───── PROVIDED RECORDS

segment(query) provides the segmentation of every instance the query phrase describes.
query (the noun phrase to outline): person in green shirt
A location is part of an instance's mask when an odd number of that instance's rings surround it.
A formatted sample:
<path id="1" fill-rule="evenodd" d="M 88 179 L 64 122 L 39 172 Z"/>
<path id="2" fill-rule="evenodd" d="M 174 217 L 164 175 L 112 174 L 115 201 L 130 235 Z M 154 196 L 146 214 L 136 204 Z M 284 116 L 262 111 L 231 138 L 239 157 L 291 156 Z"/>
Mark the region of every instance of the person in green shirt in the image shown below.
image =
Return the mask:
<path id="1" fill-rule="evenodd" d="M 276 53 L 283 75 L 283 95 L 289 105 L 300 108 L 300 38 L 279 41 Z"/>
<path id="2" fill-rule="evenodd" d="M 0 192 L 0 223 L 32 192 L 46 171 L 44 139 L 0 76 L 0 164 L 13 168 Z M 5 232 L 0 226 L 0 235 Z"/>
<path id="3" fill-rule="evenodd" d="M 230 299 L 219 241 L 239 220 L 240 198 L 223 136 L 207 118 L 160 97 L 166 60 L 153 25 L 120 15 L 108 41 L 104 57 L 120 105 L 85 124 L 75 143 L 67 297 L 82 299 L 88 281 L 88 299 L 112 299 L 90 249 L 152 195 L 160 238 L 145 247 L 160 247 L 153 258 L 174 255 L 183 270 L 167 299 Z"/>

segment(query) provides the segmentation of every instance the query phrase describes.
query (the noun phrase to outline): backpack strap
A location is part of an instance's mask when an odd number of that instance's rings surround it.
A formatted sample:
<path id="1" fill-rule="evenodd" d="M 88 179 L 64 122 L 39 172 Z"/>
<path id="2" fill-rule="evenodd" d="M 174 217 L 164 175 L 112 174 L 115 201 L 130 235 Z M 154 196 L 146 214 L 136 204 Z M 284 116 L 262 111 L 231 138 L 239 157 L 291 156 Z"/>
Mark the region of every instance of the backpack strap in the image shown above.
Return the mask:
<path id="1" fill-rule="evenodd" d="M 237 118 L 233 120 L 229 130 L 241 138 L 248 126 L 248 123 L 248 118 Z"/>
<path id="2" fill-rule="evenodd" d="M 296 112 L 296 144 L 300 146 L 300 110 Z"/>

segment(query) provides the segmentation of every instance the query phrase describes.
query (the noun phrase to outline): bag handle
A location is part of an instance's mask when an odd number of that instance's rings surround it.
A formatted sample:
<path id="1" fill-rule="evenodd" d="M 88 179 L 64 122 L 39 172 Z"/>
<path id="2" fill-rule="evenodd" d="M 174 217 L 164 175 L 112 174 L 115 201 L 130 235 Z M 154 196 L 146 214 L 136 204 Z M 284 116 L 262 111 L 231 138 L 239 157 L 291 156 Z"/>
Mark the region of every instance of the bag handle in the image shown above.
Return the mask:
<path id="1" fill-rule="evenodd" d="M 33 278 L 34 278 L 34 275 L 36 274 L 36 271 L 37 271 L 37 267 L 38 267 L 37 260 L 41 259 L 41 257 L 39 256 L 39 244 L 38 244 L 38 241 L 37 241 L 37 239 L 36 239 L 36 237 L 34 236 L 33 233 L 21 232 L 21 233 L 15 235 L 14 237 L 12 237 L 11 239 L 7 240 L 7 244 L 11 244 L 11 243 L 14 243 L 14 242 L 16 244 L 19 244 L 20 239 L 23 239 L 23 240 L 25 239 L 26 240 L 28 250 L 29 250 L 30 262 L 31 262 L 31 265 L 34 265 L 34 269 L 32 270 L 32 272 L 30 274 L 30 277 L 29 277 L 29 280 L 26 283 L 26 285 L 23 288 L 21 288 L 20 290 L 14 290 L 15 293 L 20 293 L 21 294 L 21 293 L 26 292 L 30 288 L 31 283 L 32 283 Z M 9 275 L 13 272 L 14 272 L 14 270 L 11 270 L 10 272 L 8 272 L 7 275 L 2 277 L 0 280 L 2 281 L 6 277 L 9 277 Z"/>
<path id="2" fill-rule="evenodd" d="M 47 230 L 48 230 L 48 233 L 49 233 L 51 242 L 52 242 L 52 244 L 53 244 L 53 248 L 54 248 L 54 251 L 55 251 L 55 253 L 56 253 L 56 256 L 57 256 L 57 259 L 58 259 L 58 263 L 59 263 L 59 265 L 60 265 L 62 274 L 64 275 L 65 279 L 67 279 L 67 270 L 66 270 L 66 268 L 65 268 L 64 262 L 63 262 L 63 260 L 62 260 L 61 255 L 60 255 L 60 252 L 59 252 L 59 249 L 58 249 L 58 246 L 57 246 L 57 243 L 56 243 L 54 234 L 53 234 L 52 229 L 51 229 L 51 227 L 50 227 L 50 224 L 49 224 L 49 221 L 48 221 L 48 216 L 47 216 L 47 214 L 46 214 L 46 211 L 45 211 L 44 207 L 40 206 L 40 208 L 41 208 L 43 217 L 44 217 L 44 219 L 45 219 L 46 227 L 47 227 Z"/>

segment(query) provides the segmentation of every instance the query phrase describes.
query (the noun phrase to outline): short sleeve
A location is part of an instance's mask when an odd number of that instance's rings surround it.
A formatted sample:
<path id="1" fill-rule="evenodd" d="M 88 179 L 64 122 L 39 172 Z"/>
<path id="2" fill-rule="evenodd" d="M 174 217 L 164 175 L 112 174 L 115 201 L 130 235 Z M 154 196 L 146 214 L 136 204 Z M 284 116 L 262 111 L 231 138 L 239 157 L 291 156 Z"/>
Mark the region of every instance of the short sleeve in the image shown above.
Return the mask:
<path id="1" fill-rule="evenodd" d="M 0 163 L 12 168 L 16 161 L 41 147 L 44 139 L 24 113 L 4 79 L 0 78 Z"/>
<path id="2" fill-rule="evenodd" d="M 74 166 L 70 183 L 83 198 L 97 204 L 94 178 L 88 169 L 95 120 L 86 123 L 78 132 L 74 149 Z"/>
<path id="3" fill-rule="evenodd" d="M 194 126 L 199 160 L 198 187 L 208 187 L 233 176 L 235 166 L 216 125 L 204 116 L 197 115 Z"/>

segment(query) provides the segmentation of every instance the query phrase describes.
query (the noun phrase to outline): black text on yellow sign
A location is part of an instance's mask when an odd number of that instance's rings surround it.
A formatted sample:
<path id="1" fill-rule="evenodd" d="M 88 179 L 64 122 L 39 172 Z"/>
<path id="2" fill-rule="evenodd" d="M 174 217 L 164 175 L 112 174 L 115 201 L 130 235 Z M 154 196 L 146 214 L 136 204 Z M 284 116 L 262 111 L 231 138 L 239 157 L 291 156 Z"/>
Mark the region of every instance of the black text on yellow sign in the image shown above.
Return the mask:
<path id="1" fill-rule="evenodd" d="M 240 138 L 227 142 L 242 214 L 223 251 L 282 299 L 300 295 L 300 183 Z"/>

──────────

◆ **DIRECTIVE**: Quote the listing from its very first line through the line containing "230 299 L 219", both ends included.

◆ **WORKED SOLUTION**:
segment(query) provides the segmentation of every instance the query phrase describes.
query (the noun phrase to outline): person in green shirt
A location is part of an instance's mask when an odd number of that instance's rings surround it.
A formatted sample:
<path id="1" fill-rule="evenodd" d="M 88 179 L 64 122 L 39 172 Z"/>
<path id="2" fill-rule="evenodd" d="M 174 217 L 164 175 L 112 174 L 115 201 L 130 235 Z M 154 196 L 146 214 L 136 204 Z M 284 116 L 262 111 L 231 138 L 239 157 L 291 156 Z"/>
Mark the region of every instance of the person in green shirt in the image shown below.
image =
Return the mask:
<path id="1" fill-rule="evenodd" d="M 276 53 L 283 75 L 283 95 L 289 105 L 300 108 L 300 38 L 279 41 Z"/>
<path id="2" fill-rule="evenodd" d="M 0 192 L 0 223 L 32 192 L 46 171 L 44 139 L 0 76 L 0 164 L 13 168 Z M 5 232 L 0 226 L 0 235 Z"/>
<path id="3" fill-rule="evenodd" d="M 230 299 L 219 241 L 239 220 L 240 198 L 223 136 L 207 118 L 160 97 L 166 60 L 153 25 L 120 15 L 108 41 L 104 57 L 120 105 L 85 124 L 75 143 L 67 297 L 82 299 L 88 281 L 88 299 L 112 299 L 90 249 L 152 195 L 160 238 L 145 247 L 160 247 L 153 258 L 174 255 L 183 270 L 167 299 Z"/>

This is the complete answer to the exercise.